*Task requirements*
One number should be the full reply: how many lines of the material below contain "tower".

*Records to use*
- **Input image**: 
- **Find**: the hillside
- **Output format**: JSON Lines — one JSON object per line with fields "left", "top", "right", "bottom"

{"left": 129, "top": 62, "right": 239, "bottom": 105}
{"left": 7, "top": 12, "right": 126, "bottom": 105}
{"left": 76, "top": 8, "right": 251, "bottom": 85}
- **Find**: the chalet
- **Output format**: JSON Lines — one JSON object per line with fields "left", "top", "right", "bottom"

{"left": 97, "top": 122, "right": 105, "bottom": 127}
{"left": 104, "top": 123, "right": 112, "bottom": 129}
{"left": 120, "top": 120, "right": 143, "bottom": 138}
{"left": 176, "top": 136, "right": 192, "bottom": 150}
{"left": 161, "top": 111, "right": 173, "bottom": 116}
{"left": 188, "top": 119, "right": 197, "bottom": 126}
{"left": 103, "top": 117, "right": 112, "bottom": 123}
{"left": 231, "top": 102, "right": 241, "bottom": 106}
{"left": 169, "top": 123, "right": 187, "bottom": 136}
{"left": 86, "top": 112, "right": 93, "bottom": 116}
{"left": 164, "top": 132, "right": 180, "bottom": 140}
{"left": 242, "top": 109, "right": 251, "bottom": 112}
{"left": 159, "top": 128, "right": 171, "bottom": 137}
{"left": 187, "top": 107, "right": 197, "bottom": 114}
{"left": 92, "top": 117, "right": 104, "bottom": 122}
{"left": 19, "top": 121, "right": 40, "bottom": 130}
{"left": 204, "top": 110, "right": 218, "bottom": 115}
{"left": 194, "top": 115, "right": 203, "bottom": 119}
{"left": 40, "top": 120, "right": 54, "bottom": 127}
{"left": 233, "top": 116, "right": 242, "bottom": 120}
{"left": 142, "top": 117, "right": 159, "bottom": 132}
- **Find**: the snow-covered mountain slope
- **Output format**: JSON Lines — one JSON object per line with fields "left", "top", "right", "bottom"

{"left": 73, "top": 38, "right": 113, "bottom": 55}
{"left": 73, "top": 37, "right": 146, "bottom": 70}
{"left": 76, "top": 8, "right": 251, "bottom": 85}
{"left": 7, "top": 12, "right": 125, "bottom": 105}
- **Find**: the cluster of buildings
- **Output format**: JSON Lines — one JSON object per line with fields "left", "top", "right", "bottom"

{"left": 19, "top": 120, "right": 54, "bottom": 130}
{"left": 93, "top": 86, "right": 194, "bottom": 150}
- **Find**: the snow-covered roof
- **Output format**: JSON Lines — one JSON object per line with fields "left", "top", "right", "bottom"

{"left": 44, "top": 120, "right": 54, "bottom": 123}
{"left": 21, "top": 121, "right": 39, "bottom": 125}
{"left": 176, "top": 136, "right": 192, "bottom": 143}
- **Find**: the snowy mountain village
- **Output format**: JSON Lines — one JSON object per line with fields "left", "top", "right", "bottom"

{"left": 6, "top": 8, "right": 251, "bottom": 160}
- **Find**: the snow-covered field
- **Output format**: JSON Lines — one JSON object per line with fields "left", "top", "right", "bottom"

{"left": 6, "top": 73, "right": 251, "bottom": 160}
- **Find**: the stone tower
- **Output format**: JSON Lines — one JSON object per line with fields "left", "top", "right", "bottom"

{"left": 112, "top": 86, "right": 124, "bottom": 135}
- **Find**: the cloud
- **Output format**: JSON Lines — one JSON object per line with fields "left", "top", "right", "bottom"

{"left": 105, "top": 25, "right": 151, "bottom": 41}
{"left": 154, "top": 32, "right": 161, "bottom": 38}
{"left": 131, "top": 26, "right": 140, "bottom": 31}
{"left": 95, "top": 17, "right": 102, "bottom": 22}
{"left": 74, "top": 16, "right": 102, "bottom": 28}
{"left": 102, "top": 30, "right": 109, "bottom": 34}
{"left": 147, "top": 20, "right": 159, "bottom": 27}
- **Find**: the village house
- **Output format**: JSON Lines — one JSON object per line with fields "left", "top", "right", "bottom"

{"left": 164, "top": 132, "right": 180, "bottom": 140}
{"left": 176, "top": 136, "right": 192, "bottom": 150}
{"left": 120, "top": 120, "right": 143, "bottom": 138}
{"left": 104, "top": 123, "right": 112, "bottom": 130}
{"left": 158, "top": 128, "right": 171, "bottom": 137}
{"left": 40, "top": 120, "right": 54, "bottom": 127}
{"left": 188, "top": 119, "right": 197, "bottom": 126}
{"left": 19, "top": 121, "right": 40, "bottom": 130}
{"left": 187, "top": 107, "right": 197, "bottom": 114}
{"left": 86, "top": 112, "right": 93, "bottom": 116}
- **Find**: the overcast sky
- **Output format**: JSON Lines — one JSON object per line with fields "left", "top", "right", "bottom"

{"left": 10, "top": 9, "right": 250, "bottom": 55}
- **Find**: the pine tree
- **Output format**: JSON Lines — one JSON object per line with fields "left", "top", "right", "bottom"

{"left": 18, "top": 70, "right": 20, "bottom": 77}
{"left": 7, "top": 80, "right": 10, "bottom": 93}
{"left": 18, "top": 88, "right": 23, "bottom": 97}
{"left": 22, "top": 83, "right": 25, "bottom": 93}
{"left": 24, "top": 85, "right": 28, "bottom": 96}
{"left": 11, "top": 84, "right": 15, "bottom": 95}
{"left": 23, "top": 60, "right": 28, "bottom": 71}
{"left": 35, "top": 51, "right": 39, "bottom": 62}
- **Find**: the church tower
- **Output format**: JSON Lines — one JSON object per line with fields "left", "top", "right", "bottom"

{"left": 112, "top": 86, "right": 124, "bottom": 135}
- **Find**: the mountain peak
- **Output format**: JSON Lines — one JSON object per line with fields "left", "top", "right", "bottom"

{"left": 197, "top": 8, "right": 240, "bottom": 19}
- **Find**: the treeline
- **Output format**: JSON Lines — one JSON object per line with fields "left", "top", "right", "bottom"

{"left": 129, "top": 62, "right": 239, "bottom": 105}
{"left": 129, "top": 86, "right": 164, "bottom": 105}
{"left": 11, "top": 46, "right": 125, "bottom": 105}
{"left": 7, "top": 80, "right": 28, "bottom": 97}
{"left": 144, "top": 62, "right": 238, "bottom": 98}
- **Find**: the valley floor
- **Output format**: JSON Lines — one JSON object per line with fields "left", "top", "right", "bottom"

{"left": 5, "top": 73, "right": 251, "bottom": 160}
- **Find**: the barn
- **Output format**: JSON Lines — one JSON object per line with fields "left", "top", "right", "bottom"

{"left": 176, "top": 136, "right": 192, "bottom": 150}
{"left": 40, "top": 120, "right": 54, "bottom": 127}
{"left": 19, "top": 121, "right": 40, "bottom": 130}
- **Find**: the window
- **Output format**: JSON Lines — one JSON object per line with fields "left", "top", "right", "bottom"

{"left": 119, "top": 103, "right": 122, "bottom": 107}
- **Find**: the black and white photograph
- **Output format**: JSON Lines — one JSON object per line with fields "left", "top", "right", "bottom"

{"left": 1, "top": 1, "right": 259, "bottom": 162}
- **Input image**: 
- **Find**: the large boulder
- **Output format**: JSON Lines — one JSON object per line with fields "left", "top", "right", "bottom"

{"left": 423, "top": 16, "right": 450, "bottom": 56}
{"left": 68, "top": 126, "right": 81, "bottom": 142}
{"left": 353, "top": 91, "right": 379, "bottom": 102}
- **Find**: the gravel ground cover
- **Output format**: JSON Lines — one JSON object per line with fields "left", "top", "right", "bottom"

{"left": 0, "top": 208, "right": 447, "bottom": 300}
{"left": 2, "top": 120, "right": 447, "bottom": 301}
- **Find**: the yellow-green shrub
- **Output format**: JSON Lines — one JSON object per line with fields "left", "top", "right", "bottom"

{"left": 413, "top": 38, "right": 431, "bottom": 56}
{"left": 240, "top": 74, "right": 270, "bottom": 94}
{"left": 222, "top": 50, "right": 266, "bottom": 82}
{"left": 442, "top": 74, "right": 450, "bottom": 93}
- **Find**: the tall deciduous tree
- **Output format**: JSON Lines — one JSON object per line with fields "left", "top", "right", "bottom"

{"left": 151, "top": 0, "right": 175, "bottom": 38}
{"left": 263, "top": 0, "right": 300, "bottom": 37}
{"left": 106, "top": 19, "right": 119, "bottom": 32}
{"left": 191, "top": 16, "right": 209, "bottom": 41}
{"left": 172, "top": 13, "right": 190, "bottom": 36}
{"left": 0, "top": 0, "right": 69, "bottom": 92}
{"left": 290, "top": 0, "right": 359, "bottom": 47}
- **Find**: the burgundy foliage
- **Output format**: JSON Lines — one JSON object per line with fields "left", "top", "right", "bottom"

*Solved problem*
2